● **WHAT TO PRODUCE**
Every record must be output verbatim in the reply.

● **RECORDS SUPPLIED**

════

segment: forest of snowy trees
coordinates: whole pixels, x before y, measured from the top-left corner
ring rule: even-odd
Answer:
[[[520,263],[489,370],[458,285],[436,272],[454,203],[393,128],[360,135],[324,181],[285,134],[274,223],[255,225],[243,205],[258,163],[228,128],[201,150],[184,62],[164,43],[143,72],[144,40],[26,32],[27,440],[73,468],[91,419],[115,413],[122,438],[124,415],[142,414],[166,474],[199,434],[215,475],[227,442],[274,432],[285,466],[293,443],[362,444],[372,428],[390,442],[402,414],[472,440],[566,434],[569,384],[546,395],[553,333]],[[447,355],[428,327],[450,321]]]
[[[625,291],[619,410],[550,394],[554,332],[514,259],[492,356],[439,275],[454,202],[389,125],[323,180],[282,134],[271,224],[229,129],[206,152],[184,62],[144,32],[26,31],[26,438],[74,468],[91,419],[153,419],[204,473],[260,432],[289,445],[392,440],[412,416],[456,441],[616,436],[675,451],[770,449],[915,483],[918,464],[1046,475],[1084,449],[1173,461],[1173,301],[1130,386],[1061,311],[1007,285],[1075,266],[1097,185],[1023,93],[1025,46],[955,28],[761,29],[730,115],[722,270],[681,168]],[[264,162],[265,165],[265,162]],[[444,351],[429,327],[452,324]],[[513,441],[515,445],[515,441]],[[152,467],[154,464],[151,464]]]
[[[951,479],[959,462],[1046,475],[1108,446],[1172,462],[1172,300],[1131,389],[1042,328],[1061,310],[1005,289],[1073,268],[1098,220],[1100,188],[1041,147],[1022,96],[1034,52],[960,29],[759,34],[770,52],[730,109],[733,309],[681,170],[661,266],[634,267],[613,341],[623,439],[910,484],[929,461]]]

════

● **REPLY TO THE TASK**
segment: forest of snowy trees
coordinates: whole pixels, x before y, measured from the top-left corner
ring rule: even-odd
Answer:
[[[520,263],[489,370],[458,285],[436,272],[454,203],[393,128],[360,135],[324,181],[285,134],[274,223],[255,225],[243,205],[258,163],[228,128],[201,150],[184,62],[164,43],[143,72],[144,40],[26,32],[27,440],[73,468],[91,419],[115,413],[122,438],[124,415],[142,414],[166,474],[199,434],[215,475],[227,442],[274,432],[285,466],[293,443],[362,444],[372,428],[390,442],[402,414],[472,440],[566,434],[569,384],[546,395],[553,333]],[[447,355],[428,327],[450,321]]]
[[[625,291],[619,410],[550,394],[554,332],[514,259],[492,356],[439,275],[454,202],[389,125],[323,180],[282,134],[271,224],[229,129],[206,152],[184,62],[144,32],[26,31],[26,438],[74,468],[91,419],[153,419],[204,473],[260,432],[289,445],[392,440],[412,416],[456,441],[616,436],[675,451],[770,449],[915,483],[918,464],[1046,475],[1084,449],[1173,461],[1173,301],[1130,386],[1061,311],[1007,285],[1075,266],[1097,185],[1023,93],[1025,46],[955,28],[761,29],[730,115],[722,270],[681,168]],[[264,162],[265,165],[265,162]],[[444,351],[429,327],[452,324]],[[513,441],[515,445],[515,441]],[[152,467],[154,464],[151,464]]]
[[[951,479],[959,462],[1046,475],[1108,446],[1172,462],[1172,300],[1131,389],[1042,328],[1061,310],[1005,289],[1073,268],[1098,220],[1100,188],[1041,147],[1022,96],[1034,52],[960,29],[759,34],[770,52],[730,109],[733,309],[681,170],[661,266],[634,267],[613,341],[623,439],[910,484],[929,461]]]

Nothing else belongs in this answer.